* _Exercise_
Pull out the text of each item below word for word, leaving out the pictures.

Image segmentation items
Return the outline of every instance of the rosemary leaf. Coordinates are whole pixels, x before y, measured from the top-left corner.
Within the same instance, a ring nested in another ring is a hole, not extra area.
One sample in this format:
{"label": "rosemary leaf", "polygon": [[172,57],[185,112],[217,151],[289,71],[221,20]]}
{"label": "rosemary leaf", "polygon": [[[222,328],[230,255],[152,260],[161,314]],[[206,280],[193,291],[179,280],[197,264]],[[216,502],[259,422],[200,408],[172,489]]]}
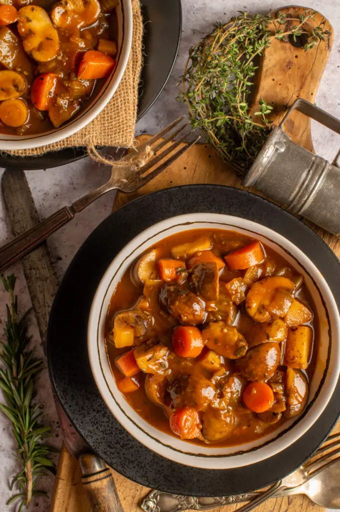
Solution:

* _Exercise output_
Return the outline of every instance of the rosemary leaf. Coordinates are whole pixels, x before y, measured from the top-left corner.
Within the same instance, a ring nested in another ring is a hole, not extra area.
One sample in this format:
{"label": "rosemary leaf", "polygon": [[172,57],[185,112],[217,151],[289,71],[221,20]]}
{"label": "rosemary leaf", "polygon": [[[222,328],[230,255],[152,260],[161,314]],[[206,280],[193,291],[179,280],[197,264]],[[216,502],[259,422],[200,408],[172,489]]]}
Solution:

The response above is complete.